GIVEN INSTRUCTION » Starting with the line that holds "written as (92,371).", copy out each remaining line of the listing below, up to and including the last one, and include nothing else.

DATA FOR PROCESSING »
* BEGIN *

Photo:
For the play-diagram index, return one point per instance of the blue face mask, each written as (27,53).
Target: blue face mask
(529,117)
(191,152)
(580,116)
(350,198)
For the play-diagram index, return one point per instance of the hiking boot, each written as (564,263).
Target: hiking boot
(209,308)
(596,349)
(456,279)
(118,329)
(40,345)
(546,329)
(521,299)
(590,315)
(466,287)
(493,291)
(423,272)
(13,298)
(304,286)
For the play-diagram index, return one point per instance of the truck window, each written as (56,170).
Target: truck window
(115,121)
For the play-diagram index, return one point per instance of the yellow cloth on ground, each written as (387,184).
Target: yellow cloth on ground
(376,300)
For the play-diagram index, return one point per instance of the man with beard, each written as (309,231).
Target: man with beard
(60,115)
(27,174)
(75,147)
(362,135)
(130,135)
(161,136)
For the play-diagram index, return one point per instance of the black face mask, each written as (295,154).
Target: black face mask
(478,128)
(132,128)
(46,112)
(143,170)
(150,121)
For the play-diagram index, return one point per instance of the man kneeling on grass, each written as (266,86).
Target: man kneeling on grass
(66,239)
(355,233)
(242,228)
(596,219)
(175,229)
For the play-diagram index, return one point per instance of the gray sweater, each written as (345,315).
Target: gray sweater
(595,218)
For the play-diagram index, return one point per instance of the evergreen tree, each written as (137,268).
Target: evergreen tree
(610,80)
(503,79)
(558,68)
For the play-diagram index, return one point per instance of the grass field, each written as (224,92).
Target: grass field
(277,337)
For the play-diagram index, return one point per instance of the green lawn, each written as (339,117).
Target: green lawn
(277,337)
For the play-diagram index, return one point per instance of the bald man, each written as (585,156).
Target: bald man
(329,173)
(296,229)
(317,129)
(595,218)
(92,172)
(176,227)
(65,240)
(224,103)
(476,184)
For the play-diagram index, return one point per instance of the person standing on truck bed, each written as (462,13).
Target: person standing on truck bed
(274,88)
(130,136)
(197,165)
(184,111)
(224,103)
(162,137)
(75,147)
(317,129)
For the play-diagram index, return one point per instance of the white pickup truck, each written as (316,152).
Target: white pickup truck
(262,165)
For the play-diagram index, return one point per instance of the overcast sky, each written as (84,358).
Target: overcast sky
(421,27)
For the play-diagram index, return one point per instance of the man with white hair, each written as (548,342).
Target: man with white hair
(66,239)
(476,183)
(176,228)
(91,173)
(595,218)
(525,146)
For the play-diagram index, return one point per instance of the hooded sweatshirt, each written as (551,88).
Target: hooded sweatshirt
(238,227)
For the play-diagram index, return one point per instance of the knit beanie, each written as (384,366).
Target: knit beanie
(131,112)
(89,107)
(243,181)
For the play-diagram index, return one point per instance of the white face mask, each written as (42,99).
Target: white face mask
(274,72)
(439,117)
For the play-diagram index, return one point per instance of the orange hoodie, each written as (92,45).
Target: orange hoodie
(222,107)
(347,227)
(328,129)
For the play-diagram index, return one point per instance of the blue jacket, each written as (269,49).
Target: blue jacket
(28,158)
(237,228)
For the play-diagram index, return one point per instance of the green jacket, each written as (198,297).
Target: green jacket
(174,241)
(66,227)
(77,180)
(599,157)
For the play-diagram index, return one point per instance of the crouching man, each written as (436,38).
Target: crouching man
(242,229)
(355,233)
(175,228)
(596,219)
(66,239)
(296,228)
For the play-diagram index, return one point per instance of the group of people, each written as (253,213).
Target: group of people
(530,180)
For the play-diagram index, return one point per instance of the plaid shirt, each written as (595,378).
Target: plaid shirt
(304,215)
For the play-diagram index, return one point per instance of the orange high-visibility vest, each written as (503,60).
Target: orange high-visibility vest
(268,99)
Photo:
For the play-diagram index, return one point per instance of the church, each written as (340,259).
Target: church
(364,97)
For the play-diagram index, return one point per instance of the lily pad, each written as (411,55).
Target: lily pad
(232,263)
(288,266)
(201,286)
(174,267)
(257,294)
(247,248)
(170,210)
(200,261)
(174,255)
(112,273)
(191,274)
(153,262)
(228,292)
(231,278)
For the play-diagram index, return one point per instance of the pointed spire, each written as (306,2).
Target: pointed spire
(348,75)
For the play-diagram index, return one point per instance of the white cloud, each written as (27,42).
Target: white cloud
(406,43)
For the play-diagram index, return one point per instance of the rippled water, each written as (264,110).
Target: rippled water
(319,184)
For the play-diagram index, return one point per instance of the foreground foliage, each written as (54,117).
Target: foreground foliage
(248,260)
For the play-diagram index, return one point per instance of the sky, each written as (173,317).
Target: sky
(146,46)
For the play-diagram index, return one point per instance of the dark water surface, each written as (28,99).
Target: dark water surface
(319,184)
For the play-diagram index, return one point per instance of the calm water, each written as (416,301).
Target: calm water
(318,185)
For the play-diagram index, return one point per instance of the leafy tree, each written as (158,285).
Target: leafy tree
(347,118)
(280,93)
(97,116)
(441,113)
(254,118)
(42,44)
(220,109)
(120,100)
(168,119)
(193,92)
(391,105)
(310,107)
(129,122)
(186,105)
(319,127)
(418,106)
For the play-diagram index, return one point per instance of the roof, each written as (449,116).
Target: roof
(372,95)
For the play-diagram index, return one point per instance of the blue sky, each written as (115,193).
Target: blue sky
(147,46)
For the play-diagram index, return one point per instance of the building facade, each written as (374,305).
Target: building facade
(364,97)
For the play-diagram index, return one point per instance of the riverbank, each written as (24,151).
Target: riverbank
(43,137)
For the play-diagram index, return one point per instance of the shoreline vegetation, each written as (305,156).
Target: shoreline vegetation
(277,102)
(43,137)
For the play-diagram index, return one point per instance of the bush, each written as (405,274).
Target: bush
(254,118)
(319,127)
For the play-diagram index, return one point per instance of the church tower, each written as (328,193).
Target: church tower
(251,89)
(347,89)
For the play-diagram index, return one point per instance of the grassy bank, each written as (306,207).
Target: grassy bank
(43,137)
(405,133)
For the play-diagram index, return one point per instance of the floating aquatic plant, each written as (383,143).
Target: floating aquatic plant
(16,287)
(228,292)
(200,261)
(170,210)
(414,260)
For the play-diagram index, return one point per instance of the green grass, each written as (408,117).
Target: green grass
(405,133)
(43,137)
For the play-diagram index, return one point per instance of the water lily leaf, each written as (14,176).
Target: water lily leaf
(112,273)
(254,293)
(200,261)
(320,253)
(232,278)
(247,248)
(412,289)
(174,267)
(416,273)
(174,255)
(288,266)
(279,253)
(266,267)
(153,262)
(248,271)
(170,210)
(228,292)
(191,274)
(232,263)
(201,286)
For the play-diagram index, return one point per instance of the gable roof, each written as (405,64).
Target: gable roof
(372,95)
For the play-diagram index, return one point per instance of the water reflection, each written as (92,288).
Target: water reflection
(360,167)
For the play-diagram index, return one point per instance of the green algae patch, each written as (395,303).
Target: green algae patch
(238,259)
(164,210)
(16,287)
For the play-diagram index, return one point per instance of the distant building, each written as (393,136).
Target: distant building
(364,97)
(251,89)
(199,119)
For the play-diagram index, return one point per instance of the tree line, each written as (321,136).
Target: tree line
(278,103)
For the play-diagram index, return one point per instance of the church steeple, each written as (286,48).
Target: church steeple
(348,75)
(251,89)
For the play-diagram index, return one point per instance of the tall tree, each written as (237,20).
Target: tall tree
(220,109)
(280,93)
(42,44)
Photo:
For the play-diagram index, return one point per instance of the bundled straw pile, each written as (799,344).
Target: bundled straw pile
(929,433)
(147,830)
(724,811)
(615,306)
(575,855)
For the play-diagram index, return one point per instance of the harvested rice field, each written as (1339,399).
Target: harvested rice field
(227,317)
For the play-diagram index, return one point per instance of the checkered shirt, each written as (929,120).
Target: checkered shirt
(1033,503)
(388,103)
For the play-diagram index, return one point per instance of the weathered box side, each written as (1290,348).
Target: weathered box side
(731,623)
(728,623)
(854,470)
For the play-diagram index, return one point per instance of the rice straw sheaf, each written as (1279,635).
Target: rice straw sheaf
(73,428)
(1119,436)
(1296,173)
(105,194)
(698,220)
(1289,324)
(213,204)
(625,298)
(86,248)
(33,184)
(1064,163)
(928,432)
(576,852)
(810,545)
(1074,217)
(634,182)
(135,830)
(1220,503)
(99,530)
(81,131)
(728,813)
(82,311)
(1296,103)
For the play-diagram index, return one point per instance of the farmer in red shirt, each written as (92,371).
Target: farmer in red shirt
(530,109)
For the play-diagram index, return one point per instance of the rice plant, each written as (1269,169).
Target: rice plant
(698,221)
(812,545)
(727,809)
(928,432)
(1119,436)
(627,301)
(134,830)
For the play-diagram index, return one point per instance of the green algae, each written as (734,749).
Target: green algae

* END *

WRITTEN SOLUTION »
For the play-diagram index, return one point per instance of the farmer in red shirt, each written as (92,371).
Target: farmer in red shirt
(530,109)
For the play-diagram index, return one point per instance of the rice plant, each written as (1269,169).
Target: rice plant
(698,221)
(812,545)
(727,809)
(928,432)
(1119,436)
(627,301)
(134,830)
For the play-diagram index, return one point per instance of the green algae, each written as (734,749).
Target: green algae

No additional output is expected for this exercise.